# Short exercise 1
In the records, give the lines from the one containing "Query: **chrome faucet**" through the one containing "Give the mask of the **chrome" as a JSON list of strings, one string per line and no blank lines.

# Passage provided
The use of neural networks in the field of development geology is in its infancy. In this study, a neural network will be used to identify flow units in Happy Spraberry Field, Garza County, Texas. A flow unit is the mappable portion of the total reservoir within which geological and petrophysical properties that affect the flow of fluids are consistent and predictably different from the properties of other reservoir rock volumes (Ebanks, 1987). Ahr and Hammel (1999) further state a highly "ranked" flow unit (i.e. a good flow unit) would have the highest combined values of porosity and permeability with the least resistance to fluid flow. A flow unit may also include nonreservoir features such as shales and cemented layers where combined porosity-permeability values are lower and resistance to fluid flow much higher (i.e. a poor flow unit) (Ebanks, 1987).
Production from Happy Spraberry Field primarily comes from a 100 foot interval of grainstones and packstones, Leonardian in age, at an average depth of 4,900 feet. Happy Spraberry Field is unlike most fields in that the majority of the wells have been cored in the zone of interest. This fact more easily lends the Happy Spraberry Field to a study involving neural networks.

# Material provided

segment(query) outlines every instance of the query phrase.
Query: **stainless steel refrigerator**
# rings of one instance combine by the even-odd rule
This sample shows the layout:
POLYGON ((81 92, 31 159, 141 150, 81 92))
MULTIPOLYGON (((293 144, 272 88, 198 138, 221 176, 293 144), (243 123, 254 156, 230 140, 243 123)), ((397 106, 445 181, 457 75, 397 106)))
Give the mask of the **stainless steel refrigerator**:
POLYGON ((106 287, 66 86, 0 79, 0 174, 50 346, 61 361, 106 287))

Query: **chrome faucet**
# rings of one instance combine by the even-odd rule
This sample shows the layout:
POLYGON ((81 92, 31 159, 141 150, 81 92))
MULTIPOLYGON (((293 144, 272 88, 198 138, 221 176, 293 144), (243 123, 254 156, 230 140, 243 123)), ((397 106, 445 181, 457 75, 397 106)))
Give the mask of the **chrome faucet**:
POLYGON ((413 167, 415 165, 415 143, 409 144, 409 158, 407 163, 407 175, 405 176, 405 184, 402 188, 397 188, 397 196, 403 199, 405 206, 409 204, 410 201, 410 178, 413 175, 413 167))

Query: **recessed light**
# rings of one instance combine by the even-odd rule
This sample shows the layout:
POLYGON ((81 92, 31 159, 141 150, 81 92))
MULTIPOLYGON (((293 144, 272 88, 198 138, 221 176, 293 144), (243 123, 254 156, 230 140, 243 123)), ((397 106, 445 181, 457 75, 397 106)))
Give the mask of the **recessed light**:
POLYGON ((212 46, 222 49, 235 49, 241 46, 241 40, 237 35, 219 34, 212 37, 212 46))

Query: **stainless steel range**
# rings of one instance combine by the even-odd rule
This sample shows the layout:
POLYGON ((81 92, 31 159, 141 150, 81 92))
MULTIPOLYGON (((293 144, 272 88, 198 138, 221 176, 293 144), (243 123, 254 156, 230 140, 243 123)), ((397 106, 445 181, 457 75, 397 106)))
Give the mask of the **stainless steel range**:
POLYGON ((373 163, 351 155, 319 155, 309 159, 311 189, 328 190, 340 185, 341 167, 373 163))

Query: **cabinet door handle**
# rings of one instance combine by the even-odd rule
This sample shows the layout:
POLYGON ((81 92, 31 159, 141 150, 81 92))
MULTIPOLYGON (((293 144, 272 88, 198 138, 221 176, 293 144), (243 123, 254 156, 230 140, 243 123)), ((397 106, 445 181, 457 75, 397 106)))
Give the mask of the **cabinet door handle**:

# Short exercise 2
According to the passage on flow units in Happy Spraberry Field, at what average depth does the main producing interval lie?

# Complete output 1
[
  "Query: **chrome faucet**",
  "# rings of one instance combine by the even-odd rule",
  "This sample shows the layout:",
  "POLYGON ((81 92, 31 159, 141 150, 81 92))",
  "MULTIPOLYGON (((293 144, 272 88, 198 138, 221 176, 293 144), (243 123, 254 156, 230 140, 243 123)), ((397 106, 445 181, 457 75, 397 106)))",
  "Give the mask of the **chrome faucet**:"
]

# Complete output 2
An average depth of 4,900 feet.